2/7/08

NOW IT'S BARN SIDING

One good way to learn to control the amount of paint and water in your brush and on your paper is to paint wet-in-wet. Creating the look of worn, weathered barn boards is a great 'theme' to use to learn this.

I start out with a soaking wet sheet of paper which is wet on both sides to keep it wet longer. Previous to wetting the paper, I streak areas with miskit, especially along one side of each of the boards.

I also splatter a bit of miskit on the paper before I wet it. If I'm planning on putting in a chain or lantern, like the pictures posted, I miskit those entire shapes, too.
Next, streak the soaked paper with various shades of blues, oranges, purples, earth yellows, and browns. The colors blend softly together to give a muted depth to the eventual barn boards.

Now streak the paper with some narrow, darker lines where the boards meet, to help define the cracks between them. The color diffuses again since the paper's still very wet. Then randomly splatter some darks over the paper. Now pick up a 'broken-in-half' credit card and scratch some lines into the damp paper. The existing paint sinks into the scratch, making them much darker.

Repeat the process as the paper slowly dries, streaking with colors of paint, adding more dark in thin lines again to help better define the older diffused ones, then scratch again with the credit card. At some point while the paper is damp, add an irregular shaped knothole or two where there are no scratch marks.

======

#### Stated goal 1:
In the barn siding painting notes, what does the painter use to scratch lines into the damp paper?
#### Stated goal 2:
Continue the barn siding painting notes after their final sentence, keeping the same instructional voice.

======

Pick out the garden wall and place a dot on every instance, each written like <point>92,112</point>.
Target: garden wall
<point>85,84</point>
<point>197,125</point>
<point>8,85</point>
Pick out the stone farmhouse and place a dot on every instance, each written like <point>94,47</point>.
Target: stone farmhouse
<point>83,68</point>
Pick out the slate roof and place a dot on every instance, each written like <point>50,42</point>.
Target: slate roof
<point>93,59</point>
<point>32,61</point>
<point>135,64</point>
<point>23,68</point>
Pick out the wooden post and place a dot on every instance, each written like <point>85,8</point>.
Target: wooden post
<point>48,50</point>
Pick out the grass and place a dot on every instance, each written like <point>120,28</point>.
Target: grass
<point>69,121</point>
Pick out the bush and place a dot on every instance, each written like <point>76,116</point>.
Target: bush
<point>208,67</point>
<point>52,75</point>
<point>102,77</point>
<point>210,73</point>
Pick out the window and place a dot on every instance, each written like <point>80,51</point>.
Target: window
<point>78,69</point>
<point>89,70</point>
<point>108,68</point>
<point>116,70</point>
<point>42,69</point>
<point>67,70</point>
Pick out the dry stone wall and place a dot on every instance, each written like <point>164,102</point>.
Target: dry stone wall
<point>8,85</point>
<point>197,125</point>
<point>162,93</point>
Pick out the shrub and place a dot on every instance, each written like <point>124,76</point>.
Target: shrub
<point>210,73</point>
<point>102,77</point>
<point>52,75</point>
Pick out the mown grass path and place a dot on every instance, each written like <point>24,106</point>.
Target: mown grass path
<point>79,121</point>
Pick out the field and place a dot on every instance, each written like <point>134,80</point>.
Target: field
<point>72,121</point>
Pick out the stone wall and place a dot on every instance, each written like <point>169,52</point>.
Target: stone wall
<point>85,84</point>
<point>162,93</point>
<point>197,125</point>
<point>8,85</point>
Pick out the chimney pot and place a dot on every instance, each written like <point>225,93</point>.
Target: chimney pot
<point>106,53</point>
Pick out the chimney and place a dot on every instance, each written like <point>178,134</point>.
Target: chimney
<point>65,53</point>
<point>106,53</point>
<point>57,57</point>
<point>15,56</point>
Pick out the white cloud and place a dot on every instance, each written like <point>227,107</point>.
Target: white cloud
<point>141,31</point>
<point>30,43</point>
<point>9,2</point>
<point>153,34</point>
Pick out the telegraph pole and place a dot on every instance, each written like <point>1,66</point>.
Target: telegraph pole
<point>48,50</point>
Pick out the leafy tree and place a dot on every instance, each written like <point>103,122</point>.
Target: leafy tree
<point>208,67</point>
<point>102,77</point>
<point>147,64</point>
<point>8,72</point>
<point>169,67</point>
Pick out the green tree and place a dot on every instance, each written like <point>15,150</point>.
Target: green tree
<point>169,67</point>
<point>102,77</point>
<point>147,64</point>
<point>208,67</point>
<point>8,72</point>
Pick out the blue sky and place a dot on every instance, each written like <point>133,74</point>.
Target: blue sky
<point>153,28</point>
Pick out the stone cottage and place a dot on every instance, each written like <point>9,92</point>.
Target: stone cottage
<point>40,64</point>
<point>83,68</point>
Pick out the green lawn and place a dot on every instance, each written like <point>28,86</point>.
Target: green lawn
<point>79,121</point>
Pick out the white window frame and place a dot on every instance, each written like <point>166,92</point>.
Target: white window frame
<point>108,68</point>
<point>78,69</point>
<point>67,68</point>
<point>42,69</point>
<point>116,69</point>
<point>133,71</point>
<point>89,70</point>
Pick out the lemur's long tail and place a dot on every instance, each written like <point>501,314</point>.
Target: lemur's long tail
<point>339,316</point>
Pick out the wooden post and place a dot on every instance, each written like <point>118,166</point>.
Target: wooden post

======

#### Written answer 1:
A credit card broken in half.

#### Written answer 2:
Splattering at different times as the paper slowly dries results in various sizes of dark spots, some much more diffused than others. Take care to make each board have its own identity so that they all look slightly different, one more streaked, one more textured, one with lots of cracks, etc.

The whole process takes almost an hour, and you must wait for the right time to add more color, but make sure not to get it too dark. I'm careful not to paint on 'unshiny' but 'damp' paper, unless I'm dragging a dry brush or fan brush for one of the streaking layers.

I also make sure none of the streaks criss cross, since wood grain never crosses over itself, but always runs fairly parallel. I continue adjustments to the knothole, too, darkening it, creating the cracks shooting out from it, and darkening around it to look like discolored wood.

The final hour or more is spent working on totally dry paper to bring into focus some of the raised edges of the weathered wood. By adding a thin dark line along small areas that have an irregular edge, you can create the look of raised rough wood. I soften the outer edge of those darks, too.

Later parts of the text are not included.